■ Entries:
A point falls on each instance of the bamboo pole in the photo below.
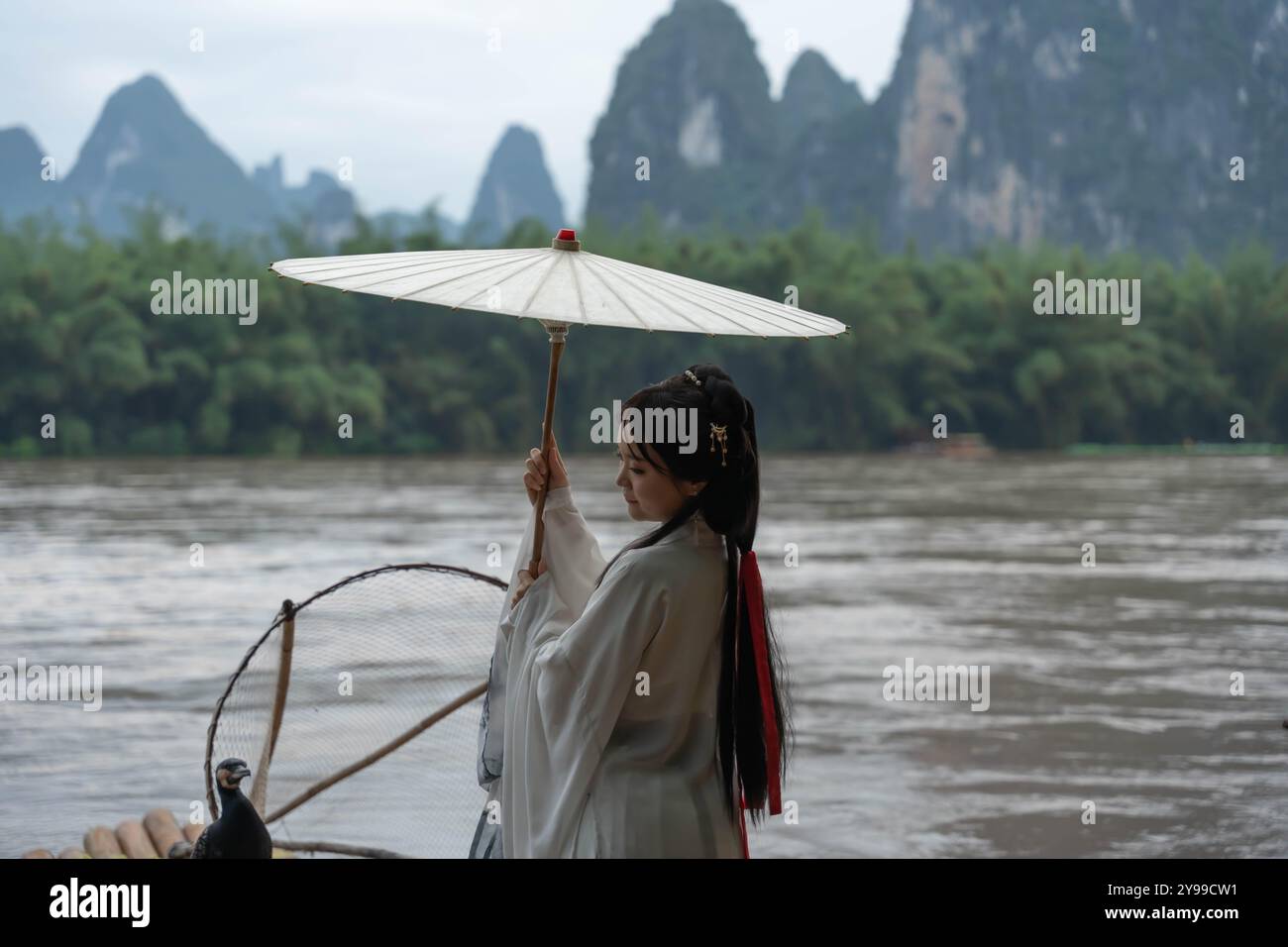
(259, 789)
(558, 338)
* * *
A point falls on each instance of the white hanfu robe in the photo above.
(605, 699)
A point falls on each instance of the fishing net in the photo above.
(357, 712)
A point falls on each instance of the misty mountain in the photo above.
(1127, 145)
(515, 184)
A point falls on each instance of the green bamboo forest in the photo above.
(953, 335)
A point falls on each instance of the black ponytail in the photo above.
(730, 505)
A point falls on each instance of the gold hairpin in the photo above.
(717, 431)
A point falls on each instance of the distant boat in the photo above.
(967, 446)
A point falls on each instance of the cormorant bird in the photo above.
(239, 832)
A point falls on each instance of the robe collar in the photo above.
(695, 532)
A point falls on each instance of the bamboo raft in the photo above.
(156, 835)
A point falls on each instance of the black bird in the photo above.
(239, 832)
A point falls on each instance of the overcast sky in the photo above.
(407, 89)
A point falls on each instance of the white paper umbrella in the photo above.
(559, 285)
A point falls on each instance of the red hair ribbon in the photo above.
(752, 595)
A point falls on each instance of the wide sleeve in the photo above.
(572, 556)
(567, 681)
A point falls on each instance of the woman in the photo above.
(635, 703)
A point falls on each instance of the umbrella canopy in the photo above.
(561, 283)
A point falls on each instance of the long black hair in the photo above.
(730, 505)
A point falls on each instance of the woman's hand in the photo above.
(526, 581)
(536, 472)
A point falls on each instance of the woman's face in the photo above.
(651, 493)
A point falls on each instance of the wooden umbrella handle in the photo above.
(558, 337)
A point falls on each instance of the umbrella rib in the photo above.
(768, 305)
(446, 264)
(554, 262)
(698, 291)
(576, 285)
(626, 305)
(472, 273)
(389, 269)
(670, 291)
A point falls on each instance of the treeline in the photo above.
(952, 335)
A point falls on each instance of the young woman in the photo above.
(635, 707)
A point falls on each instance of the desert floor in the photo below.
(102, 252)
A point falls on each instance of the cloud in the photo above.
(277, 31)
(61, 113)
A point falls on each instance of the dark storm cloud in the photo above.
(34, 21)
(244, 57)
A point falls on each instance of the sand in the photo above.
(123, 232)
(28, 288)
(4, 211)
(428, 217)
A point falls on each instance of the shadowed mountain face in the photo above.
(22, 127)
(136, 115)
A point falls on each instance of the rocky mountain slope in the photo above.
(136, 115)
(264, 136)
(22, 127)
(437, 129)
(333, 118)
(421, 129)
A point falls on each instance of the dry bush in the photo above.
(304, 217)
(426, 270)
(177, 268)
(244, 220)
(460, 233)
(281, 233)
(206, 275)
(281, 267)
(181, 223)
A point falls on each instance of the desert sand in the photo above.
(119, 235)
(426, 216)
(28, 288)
---
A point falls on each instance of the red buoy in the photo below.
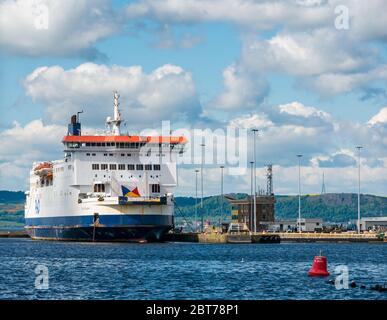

■ The problem: State how many lines of the entries above contain the word "mountain". Give only the number.

■ Exercise solution: 3